Selection →
Notes to Consolidated Financial Statements (Continued)

 

Principles of Consolidation

 

The consolidated financial statements include the accounts of the Partnership and its subsidiaries in which we have a controlling interest. Upon consolidation, all intercompany accounts, transactions, and profits are eliminated. The Partnership has a controlling interest when it owns a majority of the voting interest in an entity or when it is the primary beneficiary of a variable interest entity (“VIE”). When determining which enterprise is the primary beneficiary, management considers (i) the entity’s purpose and design, (ii) which variable interest holder has the power to direct the activities that most significantly impact the entity’s economic performance, and (iii) the obligation to absorb losses of the entity or the right to receive benefits from the entity that could potentially be significant to the VIE. When certain events occur, the Partnership reconsiders whether it is the primary beneficiary of that VIE. A VIE is an entity in which the equity investment holders have not contributed sufficient capital to finance its activities or the equity investment holders do not have defined rights and obligations normally associated with an equity investment.

 

Use of Estimates

 

The preparation of consolidated financial statements in conformity with U.S. GAAP requires management to make estimates and assumptions that affect the reported amounts of assets and liabilities and disclosure of contingent assets and liabilities at the date of the consolidated financial statements and the reported amounts of revenues and expenses during the reporting period. The actual results could differ from the estimates and assumptions made in the preparation of the accompanying Consolidated Financial Statements. The significant estimates made by management in the accompanying Consolidated Financial Statements relate to inventory valuation, the fair value of assets acquired and liabilities assumed in business combinations, the valuation of goodwill and intangible franchise rights, valuation of assets held for sale, long lived assets and their depreciable lives, and reserves for potential litigation.

Tasks →
1/ Render this sentence from the financial statement notes in Spanish: "Upon consolidation, all intercompany accounts, transactions, and profits are eliminated."
2/ Carry the financial statement notes forward with the next passage, picking up after the sentence on management's significant estimates.
The items that come next have nothing to do with the financial statement notes.

Dataset content →

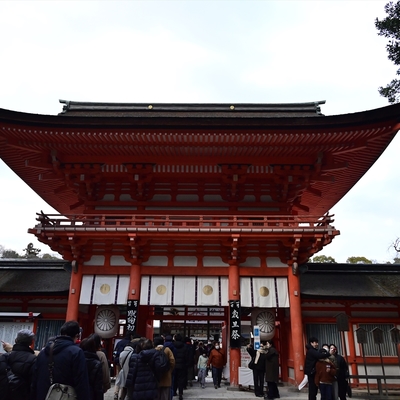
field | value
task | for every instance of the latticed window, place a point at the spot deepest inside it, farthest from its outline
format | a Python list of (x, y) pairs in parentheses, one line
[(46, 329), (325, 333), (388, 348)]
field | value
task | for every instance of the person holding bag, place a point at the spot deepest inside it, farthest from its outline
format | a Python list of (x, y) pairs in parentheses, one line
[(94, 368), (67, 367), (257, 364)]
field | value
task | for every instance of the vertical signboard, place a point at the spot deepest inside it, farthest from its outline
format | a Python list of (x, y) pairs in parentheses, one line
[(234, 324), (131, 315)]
==
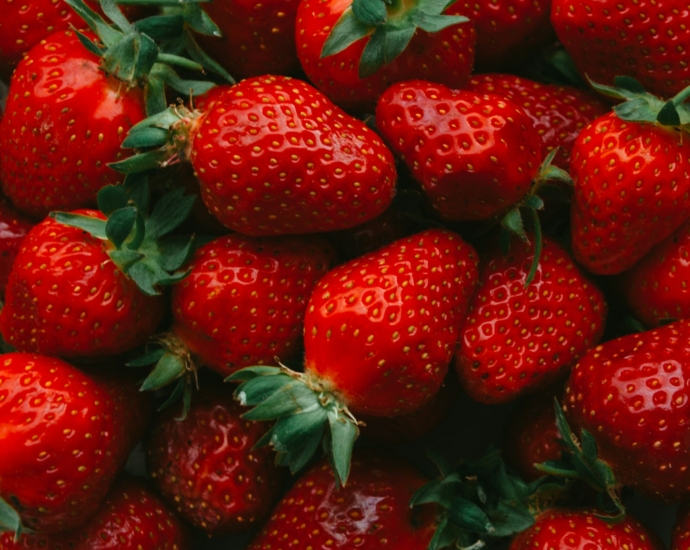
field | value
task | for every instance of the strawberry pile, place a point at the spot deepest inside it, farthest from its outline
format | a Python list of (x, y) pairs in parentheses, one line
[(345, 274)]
---
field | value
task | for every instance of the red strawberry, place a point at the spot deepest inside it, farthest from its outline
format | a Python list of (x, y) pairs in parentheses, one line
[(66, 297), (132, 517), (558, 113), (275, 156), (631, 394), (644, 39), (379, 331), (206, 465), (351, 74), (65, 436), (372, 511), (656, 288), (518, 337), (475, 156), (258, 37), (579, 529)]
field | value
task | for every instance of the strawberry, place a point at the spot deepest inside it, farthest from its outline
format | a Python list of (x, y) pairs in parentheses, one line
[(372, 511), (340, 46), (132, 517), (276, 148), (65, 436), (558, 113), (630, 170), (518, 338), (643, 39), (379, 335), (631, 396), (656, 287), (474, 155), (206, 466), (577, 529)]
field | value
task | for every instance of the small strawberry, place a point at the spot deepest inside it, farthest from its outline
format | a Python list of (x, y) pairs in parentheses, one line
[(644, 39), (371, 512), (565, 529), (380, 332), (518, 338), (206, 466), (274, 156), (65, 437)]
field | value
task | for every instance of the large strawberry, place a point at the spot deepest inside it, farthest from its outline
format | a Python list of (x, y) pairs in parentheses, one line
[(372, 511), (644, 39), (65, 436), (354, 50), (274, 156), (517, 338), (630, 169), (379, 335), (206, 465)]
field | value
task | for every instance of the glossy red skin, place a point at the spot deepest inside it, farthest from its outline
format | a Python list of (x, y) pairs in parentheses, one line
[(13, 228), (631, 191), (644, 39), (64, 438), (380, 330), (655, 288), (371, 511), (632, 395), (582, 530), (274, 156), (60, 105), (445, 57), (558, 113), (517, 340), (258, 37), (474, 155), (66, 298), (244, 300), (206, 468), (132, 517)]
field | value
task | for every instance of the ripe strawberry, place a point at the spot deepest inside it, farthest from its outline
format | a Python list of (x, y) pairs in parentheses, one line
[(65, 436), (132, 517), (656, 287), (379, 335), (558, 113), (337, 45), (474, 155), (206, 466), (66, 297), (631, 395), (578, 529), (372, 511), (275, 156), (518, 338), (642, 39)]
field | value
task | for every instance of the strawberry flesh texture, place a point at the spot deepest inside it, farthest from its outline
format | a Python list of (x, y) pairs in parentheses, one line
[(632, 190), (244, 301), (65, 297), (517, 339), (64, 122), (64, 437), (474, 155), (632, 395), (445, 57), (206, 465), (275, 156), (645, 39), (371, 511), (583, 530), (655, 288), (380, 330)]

Answers to the exercise →
1/ Tras la consolidación, se eliminan todas las cuentas, transacciones y ganancias entre compañías.

2/
Non-Controlling Interests

 

Non-controlling interests represent the portion of net assets in consolidated entities that are not owned by the Partnership. When the Partnership acquires a controlling interest in a consolidated entity, the non-controlling interest is initially recorded at fair value and subsequently adjusted for any capital transactions between the third party investors and the consolidated entity that occurs during the period and by net income (loss) attributable to non-controlling interests.

 

Business Combinations

 

The Partnership accounts for acquisitions in accordance with the provisions of Financial Accounting Standards Board (“FASB”) Accounting Standards Codification (“ASC”) 805, Business Combinations (“ASC 805”). ASC 805 provides guidance for recognition and measurement of identifiable assets and goodwill acquired, liabilities assumed, and any non-controlling interest in the acquiree at fair value. In a business combination, the net assets acquired, liabilities assumed and non-controlling interest in the acquired dealership are recorded as of the date of acquisition at their respective fair values. Any excess of the purchase price (consideration transferred) over the estimated fair values of net assets and identifiable intangible assets acquired is recorded as goodwill.

 

Transaction costs are expensed when incurred. The operating results of the acquired business are reflected in our Consolidated Financial Statements commencing on the date of the acquisition. The Partnership records the net assets of acquired businesses at fair value based, in part, upon internal estimates of cash flows and independent appraisals. Changes to the assumptions used to estimate the fair value could impact the recorded amounts of the net assets acquired and the resultant goodwill. Fair values of rights under Franchise Agreements are estimated by discounting expected future cash flows of the dealership. The fair value of real property is determined using a combination of the cost approach (the comparative unit method) and sales comparison approach (the building residual technique method).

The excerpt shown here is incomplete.